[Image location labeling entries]
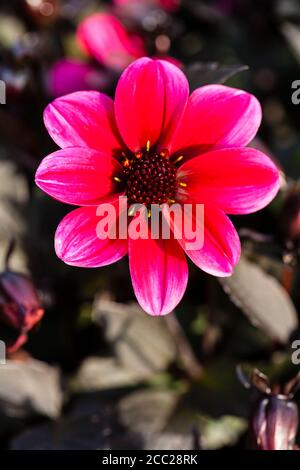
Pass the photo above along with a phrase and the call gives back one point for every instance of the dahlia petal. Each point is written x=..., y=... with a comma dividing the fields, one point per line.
x=238, y=181
x=83, y=119
x=159, y=273
x=217, y=116
x=78, y=176
x=105, y=38
x=77, y=243
x=220, y=249
x=150, y=100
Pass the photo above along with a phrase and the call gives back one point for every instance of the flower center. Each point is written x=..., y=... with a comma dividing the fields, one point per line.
x=150, y=178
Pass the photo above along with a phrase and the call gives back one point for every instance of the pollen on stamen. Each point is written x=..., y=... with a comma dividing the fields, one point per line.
x=178, y=159
x=150, y=178
x=138, y=155
x=126, y=162
x=164, y=153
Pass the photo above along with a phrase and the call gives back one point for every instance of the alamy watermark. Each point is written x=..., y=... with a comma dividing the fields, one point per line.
x=2, y=92
x=2, y=353
x=184, y=222
x=296, y=93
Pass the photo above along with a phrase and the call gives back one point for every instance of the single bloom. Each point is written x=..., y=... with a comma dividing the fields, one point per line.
x=156, y=144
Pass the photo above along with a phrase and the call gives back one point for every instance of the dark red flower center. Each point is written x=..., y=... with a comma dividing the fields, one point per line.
x=150, y=178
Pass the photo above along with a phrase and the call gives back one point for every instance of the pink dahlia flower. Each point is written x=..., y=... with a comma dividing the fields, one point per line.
x=155, y=144
x=104, y=37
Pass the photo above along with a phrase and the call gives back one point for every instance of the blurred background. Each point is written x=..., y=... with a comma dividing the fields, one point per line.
x=85, y=368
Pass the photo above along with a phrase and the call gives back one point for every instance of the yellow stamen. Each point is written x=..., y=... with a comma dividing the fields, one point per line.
x=126, y=162
x=164, y=153
x=179, y=159
x=131, y=211
x=138, y=154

THE REQUEST: Reproduce without alteration every line of the records from the one containing "of the dark" through the final line of the records, both included.

FINISHED ANSWER:
Pass the photo above along with a phrase and the call gives back one point for every instance of the dark red flower center. Each point is written x=..., y=... with a comma dividing the fields, one point per line.
x=150, y=178
Pass the photo above along with a phrase and the call gives back one point for every instance of the pink dahlia flower. Each point is written x=..., y=... with a comma dividing the fields, one point per line.
x=155, y=144
x=104, y=37
Pass the photo above along with a phrase and the call gives back one point for every instance of the blurred background. Each point is written x=..., y=... with a comma dividing the fields, one point per line.
x=85, y=368
Pass the photo above along with a phrase and the call gives back one point for every instance of the yellow stamen. Each point is written x=..., y=... with a comma dividing the fields, one point per line.
x=126, y=162
x=164, y=153
x=179, y=159
x=131, y=211
x=138, y=154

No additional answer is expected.